Image-grounded pointing data

· · ·

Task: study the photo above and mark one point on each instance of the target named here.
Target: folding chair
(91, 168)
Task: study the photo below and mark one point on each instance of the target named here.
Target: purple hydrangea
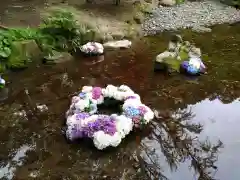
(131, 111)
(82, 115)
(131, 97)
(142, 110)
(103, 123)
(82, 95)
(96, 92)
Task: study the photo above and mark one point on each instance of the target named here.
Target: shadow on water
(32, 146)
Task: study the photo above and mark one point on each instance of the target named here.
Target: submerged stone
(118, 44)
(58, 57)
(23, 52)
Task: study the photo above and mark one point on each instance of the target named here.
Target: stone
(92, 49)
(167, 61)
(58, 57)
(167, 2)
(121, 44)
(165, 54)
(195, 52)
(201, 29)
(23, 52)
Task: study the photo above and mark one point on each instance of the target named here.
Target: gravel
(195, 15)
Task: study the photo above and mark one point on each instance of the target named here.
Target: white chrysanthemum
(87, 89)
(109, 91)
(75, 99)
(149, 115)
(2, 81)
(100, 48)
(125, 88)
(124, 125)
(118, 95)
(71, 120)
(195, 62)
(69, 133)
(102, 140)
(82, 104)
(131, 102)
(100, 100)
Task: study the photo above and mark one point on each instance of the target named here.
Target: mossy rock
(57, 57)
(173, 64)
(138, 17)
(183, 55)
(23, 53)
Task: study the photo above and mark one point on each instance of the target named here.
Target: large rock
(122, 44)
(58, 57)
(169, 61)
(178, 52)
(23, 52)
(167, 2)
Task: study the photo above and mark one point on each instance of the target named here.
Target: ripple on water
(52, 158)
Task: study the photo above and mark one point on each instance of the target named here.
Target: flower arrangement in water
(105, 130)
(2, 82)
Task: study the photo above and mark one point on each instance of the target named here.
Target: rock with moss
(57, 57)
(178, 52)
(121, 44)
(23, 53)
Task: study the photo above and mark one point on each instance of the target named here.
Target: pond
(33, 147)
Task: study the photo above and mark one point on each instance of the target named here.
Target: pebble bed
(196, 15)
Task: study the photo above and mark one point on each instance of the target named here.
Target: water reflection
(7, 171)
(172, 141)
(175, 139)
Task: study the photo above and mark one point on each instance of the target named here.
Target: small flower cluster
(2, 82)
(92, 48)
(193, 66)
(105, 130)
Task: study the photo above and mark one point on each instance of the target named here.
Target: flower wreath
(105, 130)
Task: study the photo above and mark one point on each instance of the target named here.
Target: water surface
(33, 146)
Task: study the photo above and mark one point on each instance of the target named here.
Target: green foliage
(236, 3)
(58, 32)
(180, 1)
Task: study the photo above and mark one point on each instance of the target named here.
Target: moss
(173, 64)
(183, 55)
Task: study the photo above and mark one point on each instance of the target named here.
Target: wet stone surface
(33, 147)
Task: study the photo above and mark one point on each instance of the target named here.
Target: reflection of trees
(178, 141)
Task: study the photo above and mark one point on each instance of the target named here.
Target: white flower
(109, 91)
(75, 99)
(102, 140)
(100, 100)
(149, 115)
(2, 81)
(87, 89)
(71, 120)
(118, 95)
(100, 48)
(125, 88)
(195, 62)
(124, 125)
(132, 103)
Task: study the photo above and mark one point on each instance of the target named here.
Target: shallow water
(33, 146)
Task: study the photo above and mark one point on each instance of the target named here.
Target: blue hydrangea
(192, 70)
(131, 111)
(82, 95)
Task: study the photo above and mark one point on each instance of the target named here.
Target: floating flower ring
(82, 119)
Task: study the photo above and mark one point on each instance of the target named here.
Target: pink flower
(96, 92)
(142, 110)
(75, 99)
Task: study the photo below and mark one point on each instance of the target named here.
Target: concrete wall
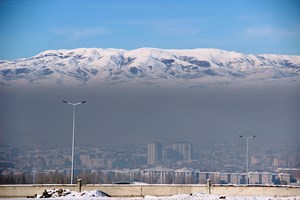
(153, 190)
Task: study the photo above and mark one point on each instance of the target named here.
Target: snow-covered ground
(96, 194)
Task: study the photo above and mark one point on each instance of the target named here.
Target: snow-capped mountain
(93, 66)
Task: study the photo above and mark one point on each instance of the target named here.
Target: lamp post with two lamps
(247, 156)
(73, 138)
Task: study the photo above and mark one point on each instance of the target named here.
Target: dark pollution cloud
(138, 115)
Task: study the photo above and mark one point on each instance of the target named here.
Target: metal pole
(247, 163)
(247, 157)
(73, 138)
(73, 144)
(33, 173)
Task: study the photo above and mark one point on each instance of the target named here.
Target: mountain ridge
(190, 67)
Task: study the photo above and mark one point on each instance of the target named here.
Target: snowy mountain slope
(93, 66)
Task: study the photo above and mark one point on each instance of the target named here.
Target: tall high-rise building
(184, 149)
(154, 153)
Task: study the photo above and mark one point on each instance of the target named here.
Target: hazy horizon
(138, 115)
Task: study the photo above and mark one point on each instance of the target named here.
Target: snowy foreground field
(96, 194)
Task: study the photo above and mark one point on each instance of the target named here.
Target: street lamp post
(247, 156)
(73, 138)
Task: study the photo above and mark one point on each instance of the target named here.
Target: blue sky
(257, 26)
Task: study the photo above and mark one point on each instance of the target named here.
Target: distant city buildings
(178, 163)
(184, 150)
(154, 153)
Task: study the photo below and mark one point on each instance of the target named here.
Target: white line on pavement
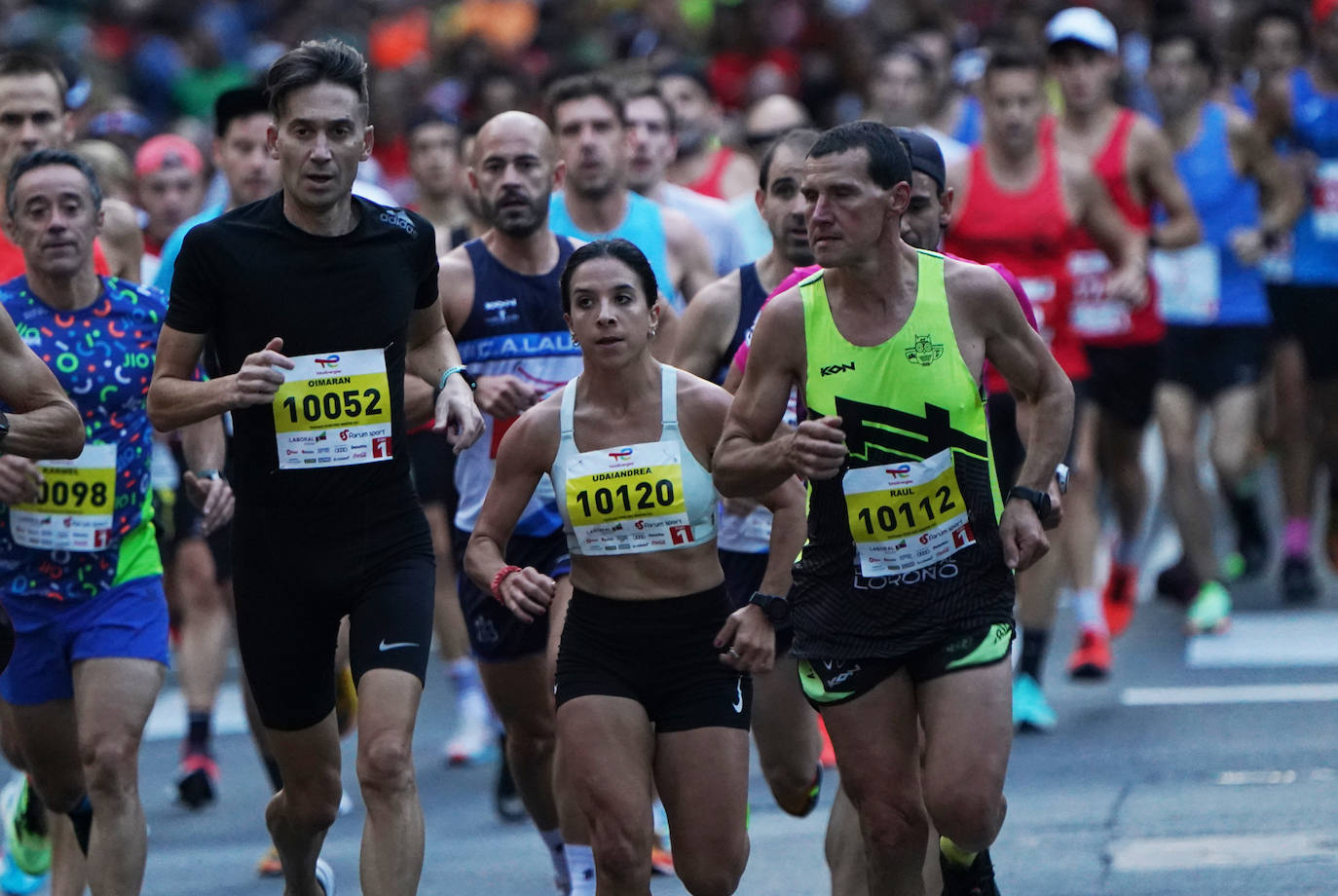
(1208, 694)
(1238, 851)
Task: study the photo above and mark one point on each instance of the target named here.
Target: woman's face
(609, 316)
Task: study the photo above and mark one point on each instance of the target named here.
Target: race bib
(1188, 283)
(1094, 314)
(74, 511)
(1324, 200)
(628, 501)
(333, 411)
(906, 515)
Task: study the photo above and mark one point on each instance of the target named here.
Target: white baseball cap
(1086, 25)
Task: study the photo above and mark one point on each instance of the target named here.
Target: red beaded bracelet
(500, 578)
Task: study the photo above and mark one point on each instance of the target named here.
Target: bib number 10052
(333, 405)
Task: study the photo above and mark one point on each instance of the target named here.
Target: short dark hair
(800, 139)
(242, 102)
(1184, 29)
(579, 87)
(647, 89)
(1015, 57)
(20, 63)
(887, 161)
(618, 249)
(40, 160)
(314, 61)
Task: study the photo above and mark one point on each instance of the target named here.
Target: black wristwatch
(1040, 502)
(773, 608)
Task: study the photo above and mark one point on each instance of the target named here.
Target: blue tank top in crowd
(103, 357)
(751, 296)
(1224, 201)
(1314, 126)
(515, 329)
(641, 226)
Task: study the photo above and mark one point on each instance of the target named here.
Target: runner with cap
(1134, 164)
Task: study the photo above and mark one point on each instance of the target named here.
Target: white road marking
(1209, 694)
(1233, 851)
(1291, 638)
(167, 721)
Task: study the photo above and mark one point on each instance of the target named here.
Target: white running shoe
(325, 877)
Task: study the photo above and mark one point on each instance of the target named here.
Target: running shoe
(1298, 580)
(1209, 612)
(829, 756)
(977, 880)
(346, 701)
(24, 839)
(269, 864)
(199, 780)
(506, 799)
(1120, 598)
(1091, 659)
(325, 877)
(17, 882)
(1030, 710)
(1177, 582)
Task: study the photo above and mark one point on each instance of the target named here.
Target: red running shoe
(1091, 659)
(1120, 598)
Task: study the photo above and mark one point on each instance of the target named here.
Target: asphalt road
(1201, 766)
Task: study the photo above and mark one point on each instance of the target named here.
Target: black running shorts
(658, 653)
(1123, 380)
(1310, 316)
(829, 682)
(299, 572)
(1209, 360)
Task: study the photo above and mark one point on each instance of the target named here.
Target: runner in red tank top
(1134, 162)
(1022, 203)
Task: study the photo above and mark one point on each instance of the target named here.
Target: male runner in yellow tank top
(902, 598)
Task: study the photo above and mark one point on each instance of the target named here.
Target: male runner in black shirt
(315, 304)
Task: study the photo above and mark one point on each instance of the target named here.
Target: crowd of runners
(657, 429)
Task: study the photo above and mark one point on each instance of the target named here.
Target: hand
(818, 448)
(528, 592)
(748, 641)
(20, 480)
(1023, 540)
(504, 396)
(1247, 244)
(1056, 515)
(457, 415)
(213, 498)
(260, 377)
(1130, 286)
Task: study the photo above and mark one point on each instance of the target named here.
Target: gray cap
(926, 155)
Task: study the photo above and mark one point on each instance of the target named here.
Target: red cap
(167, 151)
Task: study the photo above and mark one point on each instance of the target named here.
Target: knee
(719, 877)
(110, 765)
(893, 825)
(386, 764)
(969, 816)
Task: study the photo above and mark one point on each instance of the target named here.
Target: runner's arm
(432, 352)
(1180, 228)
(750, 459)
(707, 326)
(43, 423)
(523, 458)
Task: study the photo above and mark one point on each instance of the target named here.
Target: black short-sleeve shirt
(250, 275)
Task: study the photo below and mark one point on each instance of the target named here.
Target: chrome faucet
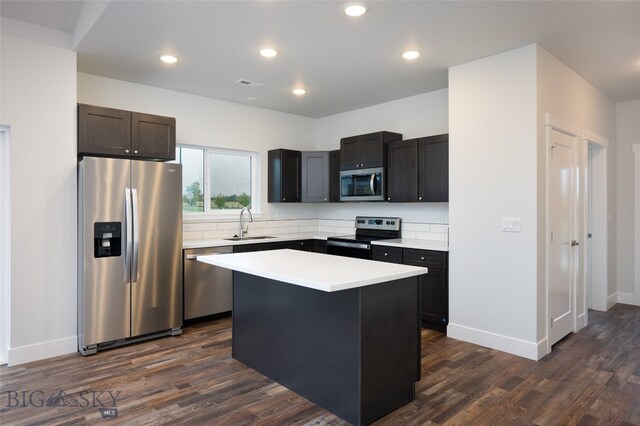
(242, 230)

· · ·

● **Problem to solve**
Once the line holding "Target: knee" is found, set down that line and every line after it, exactly, through the last line of the records above, omitting pictures.

● **Solution to this exercise**
Target: knee
(719, 877)
(110, 765)
(893, 825)
(386, 764)
(969, 816)
Task: study the photo above and mark one point on each instance of the target named here.
Target: runner's arm
(432, 352)
(1180, 228)
(750, 459)
(707, 326)
(43, 423)
(523, 458)
Task: study the photo above and mark one point on each instance of the target named here.
Target: black short-sleeve shirt
(250, 275)
Task: study the photo below and mark one point on each instance of the target named here.
Target: chrome faucet
(242, 230)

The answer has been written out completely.